━━━ Task inputs

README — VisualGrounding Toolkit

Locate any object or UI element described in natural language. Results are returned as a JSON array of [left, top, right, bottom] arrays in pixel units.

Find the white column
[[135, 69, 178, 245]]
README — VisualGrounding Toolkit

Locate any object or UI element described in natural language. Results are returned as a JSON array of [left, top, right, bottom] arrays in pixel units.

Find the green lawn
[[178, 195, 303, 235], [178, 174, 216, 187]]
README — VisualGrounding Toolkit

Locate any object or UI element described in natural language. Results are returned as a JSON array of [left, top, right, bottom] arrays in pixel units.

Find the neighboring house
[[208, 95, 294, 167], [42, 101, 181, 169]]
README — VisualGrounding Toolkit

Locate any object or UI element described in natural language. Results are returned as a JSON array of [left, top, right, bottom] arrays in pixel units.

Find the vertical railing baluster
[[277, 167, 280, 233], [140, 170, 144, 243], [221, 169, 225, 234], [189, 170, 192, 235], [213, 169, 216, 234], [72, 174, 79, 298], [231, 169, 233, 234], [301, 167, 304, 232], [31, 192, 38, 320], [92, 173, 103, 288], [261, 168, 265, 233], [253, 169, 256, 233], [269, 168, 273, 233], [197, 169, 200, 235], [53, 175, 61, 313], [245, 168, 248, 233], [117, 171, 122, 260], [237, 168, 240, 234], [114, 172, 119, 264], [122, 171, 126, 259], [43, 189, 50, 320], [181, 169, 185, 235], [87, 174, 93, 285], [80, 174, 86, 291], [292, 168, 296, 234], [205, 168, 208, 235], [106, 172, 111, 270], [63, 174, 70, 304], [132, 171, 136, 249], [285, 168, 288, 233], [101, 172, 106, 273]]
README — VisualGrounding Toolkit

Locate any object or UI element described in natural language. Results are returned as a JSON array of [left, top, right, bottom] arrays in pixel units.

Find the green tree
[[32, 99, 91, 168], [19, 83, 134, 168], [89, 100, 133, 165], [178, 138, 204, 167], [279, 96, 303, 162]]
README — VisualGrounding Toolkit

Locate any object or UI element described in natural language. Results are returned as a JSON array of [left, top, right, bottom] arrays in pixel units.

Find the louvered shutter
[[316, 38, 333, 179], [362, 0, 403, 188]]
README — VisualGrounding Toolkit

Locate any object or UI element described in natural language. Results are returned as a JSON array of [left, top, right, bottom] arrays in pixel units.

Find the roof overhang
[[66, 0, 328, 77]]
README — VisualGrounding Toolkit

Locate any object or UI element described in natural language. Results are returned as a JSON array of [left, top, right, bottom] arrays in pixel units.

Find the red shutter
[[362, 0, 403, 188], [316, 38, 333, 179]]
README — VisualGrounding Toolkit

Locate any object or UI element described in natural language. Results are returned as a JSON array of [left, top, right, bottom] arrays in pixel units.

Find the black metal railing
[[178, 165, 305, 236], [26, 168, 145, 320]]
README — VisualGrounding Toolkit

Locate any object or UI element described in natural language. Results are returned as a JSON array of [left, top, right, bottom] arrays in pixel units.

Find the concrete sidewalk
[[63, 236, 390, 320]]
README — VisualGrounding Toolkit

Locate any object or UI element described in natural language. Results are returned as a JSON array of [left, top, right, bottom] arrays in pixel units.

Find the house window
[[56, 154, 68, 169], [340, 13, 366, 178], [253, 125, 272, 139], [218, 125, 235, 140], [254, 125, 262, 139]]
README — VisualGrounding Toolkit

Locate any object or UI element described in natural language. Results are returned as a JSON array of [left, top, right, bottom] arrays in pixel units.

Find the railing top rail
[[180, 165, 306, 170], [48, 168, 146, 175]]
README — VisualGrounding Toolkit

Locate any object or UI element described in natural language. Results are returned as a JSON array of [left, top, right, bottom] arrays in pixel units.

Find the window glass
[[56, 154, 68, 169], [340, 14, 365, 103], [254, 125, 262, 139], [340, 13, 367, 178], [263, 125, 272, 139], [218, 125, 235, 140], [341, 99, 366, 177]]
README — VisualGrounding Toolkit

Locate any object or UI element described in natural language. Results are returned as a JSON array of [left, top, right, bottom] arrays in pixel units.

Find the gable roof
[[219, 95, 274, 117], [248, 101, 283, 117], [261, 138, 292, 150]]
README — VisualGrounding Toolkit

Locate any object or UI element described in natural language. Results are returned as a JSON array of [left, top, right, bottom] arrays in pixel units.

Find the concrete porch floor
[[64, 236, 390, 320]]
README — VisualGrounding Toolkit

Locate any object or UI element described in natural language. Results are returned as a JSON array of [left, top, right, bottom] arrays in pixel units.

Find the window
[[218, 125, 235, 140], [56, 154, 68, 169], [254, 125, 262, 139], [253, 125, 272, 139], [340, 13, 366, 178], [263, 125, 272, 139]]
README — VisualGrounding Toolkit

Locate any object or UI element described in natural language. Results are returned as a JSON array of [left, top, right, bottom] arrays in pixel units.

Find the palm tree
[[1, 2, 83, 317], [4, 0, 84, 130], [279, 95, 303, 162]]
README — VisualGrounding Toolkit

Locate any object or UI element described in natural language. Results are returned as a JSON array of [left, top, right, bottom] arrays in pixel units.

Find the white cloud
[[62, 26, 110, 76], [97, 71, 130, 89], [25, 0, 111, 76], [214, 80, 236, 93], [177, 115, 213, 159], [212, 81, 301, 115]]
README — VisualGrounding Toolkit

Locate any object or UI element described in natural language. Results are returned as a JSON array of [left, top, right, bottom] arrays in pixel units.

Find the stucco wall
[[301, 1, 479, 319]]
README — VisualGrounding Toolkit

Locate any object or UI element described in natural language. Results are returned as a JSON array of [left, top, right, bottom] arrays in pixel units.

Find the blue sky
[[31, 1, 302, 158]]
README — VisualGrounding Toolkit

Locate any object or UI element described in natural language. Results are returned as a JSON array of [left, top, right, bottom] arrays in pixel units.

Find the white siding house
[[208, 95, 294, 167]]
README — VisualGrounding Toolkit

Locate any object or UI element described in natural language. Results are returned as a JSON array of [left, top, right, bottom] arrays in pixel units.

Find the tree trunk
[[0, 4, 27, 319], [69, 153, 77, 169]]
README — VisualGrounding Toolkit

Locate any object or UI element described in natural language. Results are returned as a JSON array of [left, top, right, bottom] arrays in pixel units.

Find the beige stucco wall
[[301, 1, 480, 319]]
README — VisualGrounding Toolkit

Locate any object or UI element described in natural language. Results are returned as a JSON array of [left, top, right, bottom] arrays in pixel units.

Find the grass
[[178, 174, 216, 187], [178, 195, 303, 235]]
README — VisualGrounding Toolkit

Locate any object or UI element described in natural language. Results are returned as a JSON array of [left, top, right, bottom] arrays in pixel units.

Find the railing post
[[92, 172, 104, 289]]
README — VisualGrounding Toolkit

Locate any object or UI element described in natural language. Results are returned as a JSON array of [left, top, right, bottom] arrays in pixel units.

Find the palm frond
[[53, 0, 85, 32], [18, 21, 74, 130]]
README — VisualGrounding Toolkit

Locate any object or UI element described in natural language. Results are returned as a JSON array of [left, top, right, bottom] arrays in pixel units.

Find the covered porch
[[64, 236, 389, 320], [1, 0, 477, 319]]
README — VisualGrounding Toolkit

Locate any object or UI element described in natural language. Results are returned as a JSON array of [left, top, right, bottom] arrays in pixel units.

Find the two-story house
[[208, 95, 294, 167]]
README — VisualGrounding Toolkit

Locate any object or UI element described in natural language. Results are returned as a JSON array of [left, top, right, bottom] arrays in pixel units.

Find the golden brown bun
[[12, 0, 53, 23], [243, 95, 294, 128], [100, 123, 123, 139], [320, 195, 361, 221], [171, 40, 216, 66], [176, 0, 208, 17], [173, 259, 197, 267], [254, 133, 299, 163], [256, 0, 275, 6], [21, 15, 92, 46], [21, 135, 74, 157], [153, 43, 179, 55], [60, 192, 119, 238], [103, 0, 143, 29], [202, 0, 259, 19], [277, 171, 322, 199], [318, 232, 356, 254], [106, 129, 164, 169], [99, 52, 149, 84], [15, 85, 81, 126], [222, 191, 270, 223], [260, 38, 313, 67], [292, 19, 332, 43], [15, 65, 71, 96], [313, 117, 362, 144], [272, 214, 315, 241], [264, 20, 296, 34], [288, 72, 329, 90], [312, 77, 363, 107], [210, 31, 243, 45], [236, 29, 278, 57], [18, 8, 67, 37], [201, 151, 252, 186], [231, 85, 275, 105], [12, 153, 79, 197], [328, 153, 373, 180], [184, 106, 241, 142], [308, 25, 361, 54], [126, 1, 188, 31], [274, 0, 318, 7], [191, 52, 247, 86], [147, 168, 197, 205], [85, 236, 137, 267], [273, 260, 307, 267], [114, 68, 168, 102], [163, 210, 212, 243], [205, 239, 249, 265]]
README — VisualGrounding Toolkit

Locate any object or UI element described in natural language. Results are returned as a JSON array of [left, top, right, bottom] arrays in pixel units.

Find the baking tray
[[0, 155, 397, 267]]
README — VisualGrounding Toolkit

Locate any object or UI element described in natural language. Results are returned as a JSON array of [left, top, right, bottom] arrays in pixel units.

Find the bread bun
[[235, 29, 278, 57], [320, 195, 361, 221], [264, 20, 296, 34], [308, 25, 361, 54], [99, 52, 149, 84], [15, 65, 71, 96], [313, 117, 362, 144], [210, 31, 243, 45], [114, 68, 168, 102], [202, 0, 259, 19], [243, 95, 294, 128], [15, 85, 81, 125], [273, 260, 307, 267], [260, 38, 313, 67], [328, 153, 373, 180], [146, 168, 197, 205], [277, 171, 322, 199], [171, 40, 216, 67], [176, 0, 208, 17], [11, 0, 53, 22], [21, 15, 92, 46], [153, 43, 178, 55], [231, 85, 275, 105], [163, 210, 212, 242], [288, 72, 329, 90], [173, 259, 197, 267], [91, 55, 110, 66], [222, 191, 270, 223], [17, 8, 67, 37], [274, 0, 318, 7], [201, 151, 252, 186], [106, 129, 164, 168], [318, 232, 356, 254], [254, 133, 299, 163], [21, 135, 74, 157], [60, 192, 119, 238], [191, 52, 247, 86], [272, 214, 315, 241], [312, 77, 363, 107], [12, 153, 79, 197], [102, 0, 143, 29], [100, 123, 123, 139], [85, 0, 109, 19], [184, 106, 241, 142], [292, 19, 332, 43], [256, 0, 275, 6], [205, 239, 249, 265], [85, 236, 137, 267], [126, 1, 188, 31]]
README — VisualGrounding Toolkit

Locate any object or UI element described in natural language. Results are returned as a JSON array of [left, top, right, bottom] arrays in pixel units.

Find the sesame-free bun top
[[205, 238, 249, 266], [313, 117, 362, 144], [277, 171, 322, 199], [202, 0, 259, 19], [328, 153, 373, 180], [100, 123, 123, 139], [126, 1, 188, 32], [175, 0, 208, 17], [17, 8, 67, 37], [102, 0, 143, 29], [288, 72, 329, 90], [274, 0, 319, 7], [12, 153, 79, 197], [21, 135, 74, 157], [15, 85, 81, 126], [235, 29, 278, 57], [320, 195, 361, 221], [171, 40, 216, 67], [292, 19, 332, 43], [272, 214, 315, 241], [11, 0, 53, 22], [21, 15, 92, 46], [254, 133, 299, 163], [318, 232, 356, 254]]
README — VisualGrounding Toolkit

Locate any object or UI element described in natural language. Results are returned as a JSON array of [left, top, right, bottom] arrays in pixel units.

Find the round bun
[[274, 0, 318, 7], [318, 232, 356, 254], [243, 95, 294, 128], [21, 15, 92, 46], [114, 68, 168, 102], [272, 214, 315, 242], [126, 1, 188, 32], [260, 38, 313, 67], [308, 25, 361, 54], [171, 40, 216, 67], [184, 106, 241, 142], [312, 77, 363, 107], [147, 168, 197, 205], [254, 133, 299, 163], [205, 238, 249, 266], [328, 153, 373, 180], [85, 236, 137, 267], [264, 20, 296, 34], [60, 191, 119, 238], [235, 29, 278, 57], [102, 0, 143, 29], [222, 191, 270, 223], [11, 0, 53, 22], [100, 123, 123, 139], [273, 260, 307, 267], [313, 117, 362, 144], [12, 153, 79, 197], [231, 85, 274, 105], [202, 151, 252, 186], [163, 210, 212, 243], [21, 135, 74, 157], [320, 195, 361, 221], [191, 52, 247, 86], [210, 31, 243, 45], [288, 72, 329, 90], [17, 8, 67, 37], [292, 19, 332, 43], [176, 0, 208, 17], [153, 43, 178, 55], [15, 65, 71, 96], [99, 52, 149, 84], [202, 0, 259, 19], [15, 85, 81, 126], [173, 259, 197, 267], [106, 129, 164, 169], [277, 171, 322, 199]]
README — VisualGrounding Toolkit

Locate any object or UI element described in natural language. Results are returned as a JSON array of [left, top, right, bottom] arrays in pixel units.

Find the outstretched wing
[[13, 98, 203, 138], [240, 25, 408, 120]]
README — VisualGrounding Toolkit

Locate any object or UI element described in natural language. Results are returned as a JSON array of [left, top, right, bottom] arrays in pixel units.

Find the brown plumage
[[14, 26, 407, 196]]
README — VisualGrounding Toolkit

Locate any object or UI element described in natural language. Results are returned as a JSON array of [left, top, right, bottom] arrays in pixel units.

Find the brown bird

━━━━━━

→ Required action: Only the line that contains "Find the brown plumage" and the lines after it, through the end of the data above, are to be repeated exactly.

→ Answer for the task:
Find the brown plumage
[[14, 26, 407, 196]]
README — VisualGrounding Toolkit

Locate any object or UI element described in natural language. Results are returned as a JSON array of [left, top, right, bottom] arrays in pixel units.

Find the brown bird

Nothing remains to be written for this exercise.